=== EXERCISE DESCRIPTION ===
If a line in the data has the string "adirondack", please show it.

[Region pointing data]
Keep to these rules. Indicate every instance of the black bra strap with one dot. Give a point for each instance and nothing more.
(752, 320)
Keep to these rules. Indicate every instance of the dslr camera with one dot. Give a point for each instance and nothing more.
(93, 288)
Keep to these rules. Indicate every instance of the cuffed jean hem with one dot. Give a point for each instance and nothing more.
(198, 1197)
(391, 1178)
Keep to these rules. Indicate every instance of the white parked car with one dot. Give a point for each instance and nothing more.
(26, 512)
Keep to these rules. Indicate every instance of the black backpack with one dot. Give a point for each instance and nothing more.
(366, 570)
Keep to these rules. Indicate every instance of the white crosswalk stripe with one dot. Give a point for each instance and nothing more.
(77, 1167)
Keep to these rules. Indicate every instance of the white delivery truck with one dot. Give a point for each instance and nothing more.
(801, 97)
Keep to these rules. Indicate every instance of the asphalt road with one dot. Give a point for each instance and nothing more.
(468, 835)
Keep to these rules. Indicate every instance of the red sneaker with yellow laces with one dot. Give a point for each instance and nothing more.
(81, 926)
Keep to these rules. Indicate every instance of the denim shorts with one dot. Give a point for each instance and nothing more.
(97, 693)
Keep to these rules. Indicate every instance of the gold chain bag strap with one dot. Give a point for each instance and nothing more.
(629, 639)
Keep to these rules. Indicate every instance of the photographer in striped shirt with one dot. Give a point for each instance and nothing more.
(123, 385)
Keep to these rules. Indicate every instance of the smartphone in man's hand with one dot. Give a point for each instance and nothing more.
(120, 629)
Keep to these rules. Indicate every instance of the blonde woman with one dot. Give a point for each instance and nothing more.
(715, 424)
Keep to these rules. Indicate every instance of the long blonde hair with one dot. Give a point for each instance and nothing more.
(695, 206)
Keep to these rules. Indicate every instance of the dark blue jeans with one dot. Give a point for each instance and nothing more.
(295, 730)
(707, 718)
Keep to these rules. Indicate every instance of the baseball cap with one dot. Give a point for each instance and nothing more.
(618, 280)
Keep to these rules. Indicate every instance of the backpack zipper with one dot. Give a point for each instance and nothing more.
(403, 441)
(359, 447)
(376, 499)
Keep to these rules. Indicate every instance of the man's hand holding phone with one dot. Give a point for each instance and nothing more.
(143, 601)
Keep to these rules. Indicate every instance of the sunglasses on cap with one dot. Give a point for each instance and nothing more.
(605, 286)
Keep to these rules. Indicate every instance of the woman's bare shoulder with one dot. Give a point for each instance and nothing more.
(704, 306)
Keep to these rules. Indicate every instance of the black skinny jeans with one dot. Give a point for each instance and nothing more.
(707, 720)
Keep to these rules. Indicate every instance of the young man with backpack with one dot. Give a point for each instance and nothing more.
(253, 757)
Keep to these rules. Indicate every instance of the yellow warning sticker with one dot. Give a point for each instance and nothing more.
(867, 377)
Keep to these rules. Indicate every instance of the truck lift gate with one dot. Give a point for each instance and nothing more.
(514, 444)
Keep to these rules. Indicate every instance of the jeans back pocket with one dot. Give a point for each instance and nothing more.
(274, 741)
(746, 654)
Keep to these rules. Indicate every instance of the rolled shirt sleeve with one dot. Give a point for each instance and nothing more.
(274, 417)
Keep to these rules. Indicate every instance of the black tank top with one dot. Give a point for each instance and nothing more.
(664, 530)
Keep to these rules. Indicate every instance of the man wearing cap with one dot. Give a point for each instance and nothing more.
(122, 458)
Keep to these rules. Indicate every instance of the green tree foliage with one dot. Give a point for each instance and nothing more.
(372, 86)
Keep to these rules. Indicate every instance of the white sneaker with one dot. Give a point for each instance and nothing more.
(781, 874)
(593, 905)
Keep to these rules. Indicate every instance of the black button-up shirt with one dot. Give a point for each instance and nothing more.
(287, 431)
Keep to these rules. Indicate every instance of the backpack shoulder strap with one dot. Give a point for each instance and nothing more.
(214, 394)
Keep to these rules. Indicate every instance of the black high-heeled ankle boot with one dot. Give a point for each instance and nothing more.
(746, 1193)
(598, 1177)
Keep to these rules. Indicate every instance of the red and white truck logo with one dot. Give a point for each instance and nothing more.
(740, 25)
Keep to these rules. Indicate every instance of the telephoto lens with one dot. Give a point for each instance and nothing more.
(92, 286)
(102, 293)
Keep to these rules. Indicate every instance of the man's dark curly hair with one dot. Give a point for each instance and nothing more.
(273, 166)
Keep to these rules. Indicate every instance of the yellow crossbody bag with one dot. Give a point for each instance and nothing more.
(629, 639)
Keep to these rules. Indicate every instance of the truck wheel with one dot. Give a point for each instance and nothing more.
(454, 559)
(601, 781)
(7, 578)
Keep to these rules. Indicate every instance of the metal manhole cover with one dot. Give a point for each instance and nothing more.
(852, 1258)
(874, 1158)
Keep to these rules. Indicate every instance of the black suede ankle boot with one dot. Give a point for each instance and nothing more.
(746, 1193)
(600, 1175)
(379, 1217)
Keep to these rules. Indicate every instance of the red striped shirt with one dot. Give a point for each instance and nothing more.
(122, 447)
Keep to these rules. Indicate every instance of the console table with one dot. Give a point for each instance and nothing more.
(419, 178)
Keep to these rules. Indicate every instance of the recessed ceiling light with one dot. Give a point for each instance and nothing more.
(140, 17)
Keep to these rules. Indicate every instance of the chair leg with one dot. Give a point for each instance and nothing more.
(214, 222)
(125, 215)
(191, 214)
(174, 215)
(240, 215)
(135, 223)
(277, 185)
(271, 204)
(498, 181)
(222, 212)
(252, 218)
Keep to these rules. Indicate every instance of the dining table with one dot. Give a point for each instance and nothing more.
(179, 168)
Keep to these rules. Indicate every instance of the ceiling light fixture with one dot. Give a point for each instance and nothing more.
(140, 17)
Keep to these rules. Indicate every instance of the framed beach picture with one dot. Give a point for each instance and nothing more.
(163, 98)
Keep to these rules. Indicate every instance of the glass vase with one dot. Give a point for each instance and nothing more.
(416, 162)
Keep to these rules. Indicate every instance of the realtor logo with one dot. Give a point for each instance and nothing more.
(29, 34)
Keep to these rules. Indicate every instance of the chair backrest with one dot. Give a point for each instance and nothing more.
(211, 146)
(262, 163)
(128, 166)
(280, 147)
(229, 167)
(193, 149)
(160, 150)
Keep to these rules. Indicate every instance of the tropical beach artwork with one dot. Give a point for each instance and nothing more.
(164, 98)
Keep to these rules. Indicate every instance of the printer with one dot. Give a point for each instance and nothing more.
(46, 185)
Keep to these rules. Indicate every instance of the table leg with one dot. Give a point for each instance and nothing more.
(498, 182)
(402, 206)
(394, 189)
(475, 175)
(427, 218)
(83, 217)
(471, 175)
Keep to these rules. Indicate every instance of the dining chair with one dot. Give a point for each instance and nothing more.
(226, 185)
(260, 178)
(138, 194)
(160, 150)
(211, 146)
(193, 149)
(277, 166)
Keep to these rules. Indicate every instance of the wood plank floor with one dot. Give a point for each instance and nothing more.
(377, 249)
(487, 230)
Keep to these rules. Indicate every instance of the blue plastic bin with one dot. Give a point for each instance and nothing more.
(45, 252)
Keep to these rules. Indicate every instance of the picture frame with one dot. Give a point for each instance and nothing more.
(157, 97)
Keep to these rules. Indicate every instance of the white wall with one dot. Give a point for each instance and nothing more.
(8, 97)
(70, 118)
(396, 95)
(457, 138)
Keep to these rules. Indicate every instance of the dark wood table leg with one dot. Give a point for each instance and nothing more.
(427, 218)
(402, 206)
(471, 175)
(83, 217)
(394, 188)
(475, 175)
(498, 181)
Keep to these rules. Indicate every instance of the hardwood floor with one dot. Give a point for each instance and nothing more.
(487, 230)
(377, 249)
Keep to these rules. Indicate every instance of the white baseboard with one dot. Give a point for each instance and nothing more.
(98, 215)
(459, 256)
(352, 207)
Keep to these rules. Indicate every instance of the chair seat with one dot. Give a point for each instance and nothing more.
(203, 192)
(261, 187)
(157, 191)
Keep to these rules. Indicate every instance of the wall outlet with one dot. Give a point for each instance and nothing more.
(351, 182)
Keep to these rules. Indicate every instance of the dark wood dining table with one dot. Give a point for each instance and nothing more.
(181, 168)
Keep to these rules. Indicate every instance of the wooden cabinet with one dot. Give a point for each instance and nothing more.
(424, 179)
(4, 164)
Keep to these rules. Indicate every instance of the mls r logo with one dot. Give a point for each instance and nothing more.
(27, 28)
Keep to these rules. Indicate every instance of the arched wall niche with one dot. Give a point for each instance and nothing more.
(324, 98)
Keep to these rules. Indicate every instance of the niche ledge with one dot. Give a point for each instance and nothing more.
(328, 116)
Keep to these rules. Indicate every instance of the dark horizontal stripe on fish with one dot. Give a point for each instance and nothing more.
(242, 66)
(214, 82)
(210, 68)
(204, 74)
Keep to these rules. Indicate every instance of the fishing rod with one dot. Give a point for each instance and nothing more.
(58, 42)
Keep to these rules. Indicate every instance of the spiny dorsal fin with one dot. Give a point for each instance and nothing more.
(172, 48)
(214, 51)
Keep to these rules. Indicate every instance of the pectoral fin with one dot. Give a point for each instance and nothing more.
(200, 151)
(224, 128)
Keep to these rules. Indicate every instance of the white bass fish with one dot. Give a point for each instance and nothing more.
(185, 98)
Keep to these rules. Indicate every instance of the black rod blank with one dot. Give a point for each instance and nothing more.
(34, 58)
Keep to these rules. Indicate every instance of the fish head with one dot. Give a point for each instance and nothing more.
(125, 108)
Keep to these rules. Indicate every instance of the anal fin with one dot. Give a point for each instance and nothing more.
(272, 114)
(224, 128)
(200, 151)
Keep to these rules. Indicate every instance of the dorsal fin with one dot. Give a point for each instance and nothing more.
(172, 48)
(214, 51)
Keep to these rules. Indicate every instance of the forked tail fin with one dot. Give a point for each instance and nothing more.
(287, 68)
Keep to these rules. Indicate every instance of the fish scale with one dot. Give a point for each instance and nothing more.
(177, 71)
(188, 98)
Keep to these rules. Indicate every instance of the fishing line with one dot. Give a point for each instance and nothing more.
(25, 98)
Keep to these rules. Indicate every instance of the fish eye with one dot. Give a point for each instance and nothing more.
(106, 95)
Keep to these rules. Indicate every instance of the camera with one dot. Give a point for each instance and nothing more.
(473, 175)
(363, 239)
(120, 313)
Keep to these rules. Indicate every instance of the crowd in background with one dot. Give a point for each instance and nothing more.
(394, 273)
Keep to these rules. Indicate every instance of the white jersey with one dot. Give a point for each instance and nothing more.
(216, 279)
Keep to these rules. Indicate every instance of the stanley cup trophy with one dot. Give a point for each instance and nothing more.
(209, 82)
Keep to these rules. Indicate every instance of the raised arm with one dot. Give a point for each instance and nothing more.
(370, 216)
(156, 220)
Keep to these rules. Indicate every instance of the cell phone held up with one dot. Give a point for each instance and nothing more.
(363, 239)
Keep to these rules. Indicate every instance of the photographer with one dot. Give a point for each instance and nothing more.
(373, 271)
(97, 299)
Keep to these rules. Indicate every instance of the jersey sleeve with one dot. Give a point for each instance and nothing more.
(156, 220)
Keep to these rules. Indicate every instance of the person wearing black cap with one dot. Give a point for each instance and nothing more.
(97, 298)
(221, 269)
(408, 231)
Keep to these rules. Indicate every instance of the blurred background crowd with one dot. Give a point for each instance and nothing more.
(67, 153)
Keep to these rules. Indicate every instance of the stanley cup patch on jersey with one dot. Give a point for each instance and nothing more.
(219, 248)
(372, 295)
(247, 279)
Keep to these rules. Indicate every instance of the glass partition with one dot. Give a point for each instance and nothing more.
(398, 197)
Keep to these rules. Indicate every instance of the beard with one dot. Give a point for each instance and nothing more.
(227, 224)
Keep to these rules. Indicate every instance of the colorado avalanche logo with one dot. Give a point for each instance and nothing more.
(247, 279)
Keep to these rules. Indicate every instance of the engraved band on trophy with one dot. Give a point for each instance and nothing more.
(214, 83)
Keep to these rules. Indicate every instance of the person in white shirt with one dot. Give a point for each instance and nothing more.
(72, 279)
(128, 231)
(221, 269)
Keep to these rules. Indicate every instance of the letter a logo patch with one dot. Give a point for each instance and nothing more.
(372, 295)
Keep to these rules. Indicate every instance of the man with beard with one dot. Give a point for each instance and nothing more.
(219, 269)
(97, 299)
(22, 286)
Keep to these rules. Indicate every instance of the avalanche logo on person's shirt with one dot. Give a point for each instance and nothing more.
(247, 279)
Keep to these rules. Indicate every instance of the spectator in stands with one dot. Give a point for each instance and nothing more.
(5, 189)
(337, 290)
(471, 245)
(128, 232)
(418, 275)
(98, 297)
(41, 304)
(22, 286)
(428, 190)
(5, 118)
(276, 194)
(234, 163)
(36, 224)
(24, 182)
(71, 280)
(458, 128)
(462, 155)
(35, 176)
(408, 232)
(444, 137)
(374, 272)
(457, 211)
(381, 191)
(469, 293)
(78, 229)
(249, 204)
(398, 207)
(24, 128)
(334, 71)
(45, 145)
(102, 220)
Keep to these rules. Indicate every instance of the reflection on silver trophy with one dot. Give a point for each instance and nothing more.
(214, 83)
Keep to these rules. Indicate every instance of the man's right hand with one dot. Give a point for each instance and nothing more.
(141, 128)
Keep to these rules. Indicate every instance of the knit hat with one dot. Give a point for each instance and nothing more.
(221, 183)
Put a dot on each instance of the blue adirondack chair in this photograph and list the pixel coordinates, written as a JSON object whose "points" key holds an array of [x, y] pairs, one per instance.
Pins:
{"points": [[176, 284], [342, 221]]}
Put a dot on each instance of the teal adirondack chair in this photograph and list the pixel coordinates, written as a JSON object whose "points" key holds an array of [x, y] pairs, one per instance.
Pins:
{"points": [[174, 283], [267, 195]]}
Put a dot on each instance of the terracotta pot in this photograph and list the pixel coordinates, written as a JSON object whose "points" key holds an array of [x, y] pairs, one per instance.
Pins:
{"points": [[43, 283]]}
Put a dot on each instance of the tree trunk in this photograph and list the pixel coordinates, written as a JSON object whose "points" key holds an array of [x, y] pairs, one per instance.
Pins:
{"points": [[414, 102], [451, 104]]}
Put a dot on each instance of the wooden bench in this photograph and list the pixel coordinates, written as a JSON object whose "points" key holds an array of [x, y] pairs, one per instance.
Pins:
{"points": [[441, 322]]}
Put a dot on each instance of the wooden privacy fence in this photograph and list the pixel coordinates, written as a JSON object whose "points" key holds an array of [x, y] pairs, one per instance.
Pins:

=== WRITTEN RESPONSE ===
Put a dot on each instance of the blue adirondack chair in this photograph and list the pixel coordinates, written as a JSON object whose "points" key holds an array of [x, y] pairs, one per instance.
Put a dot on each instance of the teal adirondack chair in this photograph and list the pixel coordinates, written as a JSON object whose "points" key holds an array of [x, y] pairs, one per instance.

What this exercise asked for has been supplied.